• _WORK ORDER_: Give the data again exactly as it appears, excluding any pictures.

• _INFORMATION SHOWN_:
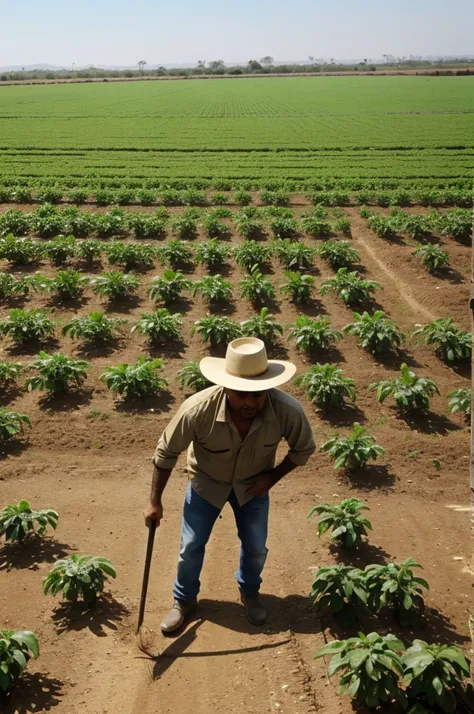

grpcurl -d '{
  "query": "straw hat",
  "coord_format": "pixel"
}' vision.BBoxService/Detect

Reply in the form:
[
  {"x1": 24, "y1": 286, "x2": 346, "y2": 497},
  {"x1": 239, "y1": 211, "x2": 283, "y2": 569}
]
[{"x1": 199, "y1": 337, "x2": 296, "y2": 391}]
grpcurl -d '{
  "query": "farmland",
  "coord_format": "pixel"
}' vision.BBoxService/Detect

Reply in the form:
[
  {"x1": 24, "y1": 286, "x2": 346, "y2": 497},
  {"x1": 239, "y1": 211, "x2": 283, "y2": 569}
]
[{"x1": 0, "y1": 76, "x2": 473, "y2": 714}]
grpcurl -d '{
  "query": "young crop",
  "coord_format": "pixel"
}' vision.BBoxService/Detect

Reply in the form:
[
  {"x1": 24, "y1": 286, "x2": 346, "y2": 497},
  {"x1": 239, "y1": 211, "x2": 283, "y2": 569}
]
[
  {"x1": 0, "y1": 209, "x2": 31, "y2": 237},
  {"x1": 0, "y1": 309, "x2": 55, "y2": 344},
  {"x1": 62, "y1": 207, "x2": 96, "y2": 237},
  {"x1": 370, "y1": 363, "x2": 440, "y2": 413},
  {"x1": 287, "y1": 315, "x2": 342, "y2": 353},
  {"x1": 91, "y1": 271, "x2": 140, "y2": 301},
  {"x1": 177, "y1": 362, "x2": 213, "y2": 393},
  {"x1": 208, "y1": 206, "x2": 232, "y2": 219},
  {"x1": 44, "y1": 235, "x2": 77, "y2": 265},
  {"x1": 191, "y1": 315, "x2": 242, "y2": 346},
  {"x1": 115, "y1": 188, "x2": 135, "y2": 206},
  {"x1": 280, "y1": 271, "x2": 314, "y2": 303},
  {"x1": 95, "y1": 208, "x2": 126, "y2": 237},
  {"x1": 0, "y1": 408, "x2": 32, "y2": 442},
  {"x1": 94, "y1": 188, "x2": 116, "y2": 205},
  {"x1": 272, "y1": 239, "x2": 315, "y2": 269},
  {"x1": 238, "y1": 265, "x2": 275, "y2": 302},
  {"x1": 366, "y1": 213, "x2": 398, "y2": 239},
  {"x1": 234, "y1": 213, "x2": 266, "y2": 240},
  {"x1": 0, "y1": 500, "x2": 58, "y2": 542},
  {"x1": 128, "y1": 212, "x2": 167, "y2": 239},
  {"x1": 181, "y1": 188, "x2": 206, "y2": 206},
  {"x1": 320, "y1": 423, "x2": 386, "y2": 471},
  {"x1": 131, "y1": 309, "x2": 182, "y2": 343},
  {"x1": 195, "y1": 239, "x2": 231, "y2": 269},
  {"x1": 300, "y1": 212, "x2": 332, "y2": 238},
  {"x1": 191, "y1": 274, "x2": 233, "y2": 304},
  {"x1": 158, "y1": 240, "x2": 194, "y2": 269},
  {"x1": 0, "y1": 235, "x2": 44, "y2": 265},
  {"x1": 45, "y1": 270, "x2": 90, "y2": 299},
  {"x1": 295, "y1": 364, "x2": 356, "y2": 409},
  {"x1": 365, "y1": 558, "x2": 429, "y2": 626},
  {"x1": 233, "y1": 241, "x2": 272, "y2": 271},
  {"x1": 202, "y1": 214, "x2": 231, "y2": 240},
  {"x1": 332, "y1": 217, "x2": 352, "y2": 236},
  {"x1": 234, "y1": 190, "x2": 252, "y2": 206},
  {"x1": 0, "y1": 361, "x2": 23, "y2": 387},
  {"x1": 310, "y1": 565, "x2": 372, "y2": 625},
  {"x1": 62, "y1": 312, "x2": 126, "y2": 344},
  {"x1": 0, "y1": 630, "x2": 40, "y2": 694},
  {"x1": 0, "y1": 272, "x2": 24, "y2": 300},
  {"x1": 314, "y1": 633, "x2": 406, "y2": 709},
  {"x1": 106, "y1": 242, "x2": 156, "y2": 270},
  {"x1": 343, "y1": 310, "x2": 403, "y2": 355},
  {"x1": 260, "y1": 190, "x2": 289, "y2": 206},
  {"x1": 148, "y1": 269, "x2": 192, "y2": 304},
  {"x1": 318, "y1": 240, "x2": 360, "y2": 270},
  {"x1": 37, "y1": 185, "x2": 63, "y2": 203},
  {"x1": 434, "y1": 208, "x2": 472, "y2": 242},
  {"x1": 211, "y1": 192, "x2": 227, "y2": 205},
  {"x1": 402, "y1": 640, "x2": 473, "y2": 713},
  {"x1": 76, "y1": 239, "x2": 103, "y2": 264},
  {"x1": 171, "y1": 212, "x2": 199, "y2": 240},
  {"x1": 447, "y1": 388, "x2": 471, "y2": 416},
  {"x1": 270, "y1": 216, "x2": 298, "y2": 239},
  {"x1": 100, "y1": 356, "x2": 168, "y2": 398},
  {"x1": 307, "y1": 498, "x2": 372, "y2": 548},
  {"x1": 412, "y1": 318, "x2": 472, "y2": 363},
  {"x1": 240, "y1": 307, "x2": 283, "y2": 343},
  {"x1": 320, "y1": 268, "x2": 381, "y2": 305},
  {"x1": 413, "y1": 243, "x2": 449, "y2": 273},
  {"x1": 68, "y1": 187, "x2": 89, "y2": 204},
  {"x1": 26, "y1": 352, "x2": 89, "y2": 393},
  {"x1": 43, "y1": 554, "x2": 116, "y2": 605}
]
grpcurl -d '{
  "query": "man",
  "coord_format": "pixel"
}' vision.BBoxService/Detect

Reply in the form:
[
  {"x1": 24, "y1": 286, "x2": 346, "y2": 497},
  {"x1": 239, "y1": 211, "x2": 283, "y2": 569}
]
[{"x1": 144, "y1": 337, "x2": 316, "y2": 634}]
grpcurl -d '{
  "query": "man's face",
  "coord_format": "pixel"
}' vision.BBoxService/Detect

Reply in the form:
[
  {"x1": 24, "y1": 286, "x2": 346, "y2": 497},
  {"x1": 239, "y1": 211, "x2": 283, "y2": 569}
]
[{"x1": 225, "y1": 388, "x2": 268, "y2": 420}]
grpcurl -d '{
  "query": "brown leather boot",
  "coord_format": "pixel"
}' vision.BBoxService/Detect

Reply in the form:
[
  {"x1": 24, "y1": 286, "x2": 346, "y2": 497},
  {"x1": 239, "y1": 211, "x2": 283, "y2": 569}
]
[
  {"x1": 241, "y1": 593, "x2": 267, "y2": 626},
  {"x1": 160, "y1": 599, "x2": 197, "y2": 634}
]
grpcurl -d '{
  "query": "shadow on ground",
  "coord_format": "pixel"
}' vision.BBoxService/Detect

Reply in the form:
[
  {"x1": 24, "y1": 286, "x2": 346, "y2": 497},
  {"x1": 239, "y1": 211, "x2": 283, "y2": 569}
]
[{"x1": 51, "y1": 593, "x2": 130, "y2": 636}]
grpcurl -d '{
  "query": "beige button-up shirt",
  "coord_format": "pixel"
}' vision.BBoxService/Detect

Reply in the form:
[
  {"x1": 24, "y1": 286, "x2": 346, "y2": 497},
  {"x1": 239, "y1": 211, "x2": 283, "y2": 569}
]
[{"x1": 153, "y1": 385, "x2": 316, "y2": 509}]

• _YOUR SOLUTION_:
grpcurl -d '{
  "query": "straw hat",
  "coord_format": "pixel"
}' vision.BBoxService/Detect

Reply in the form:
[
  {"x1": 24, "y1": 286, "x2": 346, "y2": 497},
  {"x1": 239, "y1": 211, "x2": 283, "y2": 569}
]
[{"x1": 199, "y1": 337, "x2": 296, "y2": 391}]
grpcurl -d '{
  "query": "farmland",
  "coord_format": "pixel"
}' vision.BBoxService/Detect

Reply in the form:
[
  {"x1": 24, "y1": 286, "x2": 346, "y2": 497},
  {"x1": 239, "y1": 211, "x2": 283, "y2": 569}
]
[{"x1": 0, "y1": 76, "x2": 473, "y2": 714}]
grpcurl -d '{
  "query": "young crop",
  "coord_format": "pixel"
}' vision.BBoxService/Detect

Reply in the form:
[
  {"x1": 24, "y1": 286, "x2": 346, "y2": 497},
  {"x1": 239, "y1": 211, "x2": 283, "y2": 569}
]
[
  {"x1": 0, "y1": 209, "x2": 31, "y2": 237},
  {"x1": 0, "y1": 309, "x2": 55, "y2": 344},
  {"x1": 62, "y1": 207, "x2": 96, "y2": 237},
  {"x1": 370, "y1": 363, "x2": 440, "y2": 413},
  {"x1": 287, "y1": 315, "x2": 342, "y2": 353},
  {"x1": 91, "y1": 271, "x2": 140, "y2": 301},
  {"x1": 177, "y1": 362, "x2": 213, "y2": 393},
  {"x1": 208, "y1": 206, "x2": 232, "y2": 219},
  {"x1": 44, "y1": 235, "x2": 77, "y2": 265},
  {"x1": 191, "y1": 315, "x2": 242, "y2": 346},
  {"x1": 115, "y1": 188, "x2": 135, "y2": 206},
  {"x1": 280, "y1": 271, "x2": 314, "y2": 303},
  {"x1": 95, "y1": 208, "x2": 126, "y2": 237},
  {"x1": 0, "y1": 408, "x2": 32, "y2": 442},
  {"x1": 94, "y1": 188, "x2": 116, "y2": 205},
  {"x1": 272, "y1": 239, "x2": 315, "y2": 269},
  {"x1": 238, "y1": 265, "x2": 275, "y2": 302},
  {"x1": 366, "y1": 213, "x2": 398, "y2": 239},
  {"x1": 234, "y1": 213, "x2": 266, "y2": 240},
  {"x1": 0, "y1": 500, "x2": 58, "y2": 542},
  {"x1": 128, "y1": 212, "x2": 167, "y2": 239},
  {"x1": 181, "y1": 188, "x2": 206, "y2": 206},
  {"x1": 320, "y1": 423, "x2": 386, "y2": 471},
  {"x1": 131, "y1": 309, "x2": 182, "y2": 343},
  {"x1": 195, "y1": 239, "x2": 231, "y2": 269},
  {"x1": 300, "y1": 212, "x2": 332, "y2": 238},
  {"x1": 191, "y1": 274, "x2": 233, "y2": 304},
  {"x1": 158, "y1": 240, "x2": 194, "y2": 269},
  {"x1": 0, "y1": 235, "x2": 44, "y2": 265},
  {"x1": 45, "y1": 270, "x2": 90, "y2": 299},
  {"x1": 295, "y1": 364, "x2": 356, "y2": 409},
  {"x1": 365, "y1": 558, "x2": 429, "y2": 626},
  {"x1": 233, "y1": 241, "x2": 272, "y2": 271},
  {"x1": 202, "y1": 214, "x2": 231, "y2": 240},
  {"x1": 332, "y1": 217, "x2": 352, "y2": 236},
  {"x1": 234, "y1": 190, "x2": 252, "y2": 206},
  {"x1": 0, "y1": 361, "x2": 23, "y2": 387},
  {"x1": 310, "y1": 565, "x2": 372, "y2": 625},
  {"x1": 62, "y1": 312, "x2": 126, "y2": 344},
  {"x1": 0, "y1": 630, "x2": 40, "y2": 694},
  {"x1": 0, "y1": 272, "x2": 24, "y2": 300},
  {"x1": 314, "y1": 633, "x2": 406, "y2": 709},
  {"x1": 106, "y1": 242, "x2": 156, "y2": 270},
  {"x1": 343, "y1": 310, "x2": 403, "y2": 355},
  {"x1": 260, "y1": 190, "x2": 289, "y2": 206},
  {"x1": 148, "y1": 269, "x2": 192, "y2": 304},
  {"x1": 318, "y1": 240, "x2": 360, "y2": 270},
  {"x1": 37, "y1": 185, "x2": 63, "y2": 203},
  {"x1": 434, "y1": 208, "x2": 472, "y2": 242},
  {"x1": 211, "y1": 192, "x2": 227, "y2": 205},
  {"x1": 402, "y1": 640, "x2": 473, "y2": 713},
  {"x1": 76, "y1": 239, "x2": 103, "y2": 264},
  {"x1": 171, "y1": 212, "x2": 199, "y2": 240},
  {"x1": 447, "y1": 388, "x2": 471, "y2": 416},
  {"x1": 270, "y1": 216, "x2": 298, "y2": 239},
  {"x1": 100, "y1": 356, "x2": 168, "y2": 398},
  {"x1": 307, "y1": 498, "x2": 372, "y2": 548},
  {"x1": 412, "y1": 318, "x2": 472, "y2": 363},
  {"x1": 240, "y1": 307, "x2": 283, "y2": 343},
  {"x1": 320, "y1": 268, "x2": 381, "y2": 305},
  {"x1": 413, "y1": 243, "x2": 449, "y2": 273},
  {"x1": 68, "y1": 187, "x2": 89, "y2": 204},
  {"x1": 26, "y1": 352, "x2": 89, "y2": 393},
  {"x1": 43, "y1": 554, "x2": 116, "y2": 605}
]
grpcurl -d '{
  "query": "man",
  "coord_format": "pixel"
}' vision.BBoxService/Detect

Reply in the form:
[
  {"x1": 24, "y1": 286, "x2": 346, "y2": 497},
  {"x1": 239, "y1": 211, "x2": 283, "y2": 569}
]
[{"x1": 144, "y1": 337, "x2": 316, "y2": 634}]
grpcurl -d '{
  "query": "man's face",
  "coord_format": "pixel"
}' vision.BBoxService/Detect

Reply in the form:
[
  {"x1": 24, "y1": 286, "x2": 346, "y2": 497},
  {"x1": 239, "y1": 211, "x2": 283, "y2": 569}
]
[{"x1": 225, "y1": 388, "x2": 268, "y2": 420}]
grpcurl -d '{
  "query": "brown leather boot",
  "coord_format": "pixel"
}' vision.BBoxService/Detect

Reply in the form:
[
  {"x1": 24, "y1": 286, "x2": 346, "y2": 497},
  {"x1": 239, "y1": 211, "x2": 283, "y2": 569}
]
[
  {"x1": 241, "y1": 593, "x2": 267, "y2": 626},
  {"x1": 160, "y1": 599, "x2": 197, "y2": 634}
]
grpcurl -d '{
  "query": "shadow on ground",
  "coord_format": "pixel"
}' vision.BBoxService/Detect

Reply in the form:
[
  {"x1": 24, "y1": 286, "x2": 346, "y2": 497},
  {"x1": 239, "y1": 211, "x2": 283, "y2": 569}
]
[{"x1": 51, "y1": 593, "x2": 130, "y2": 636}]
grpcurl -d '{
  "query": "beige button-up shirt",
  "coord_format": "pixel"
}' vision.BBoxService/Detect

Reply in the form:
[
  {"x1": 24, "y1": 286, "x2": 346, "y2": 497},
  {"x1": 239, "y1": 211, "x2": 283, "y2": 569}
]
[{"x1": 153, "y1": 385, "x2": 316, "y2": 509}]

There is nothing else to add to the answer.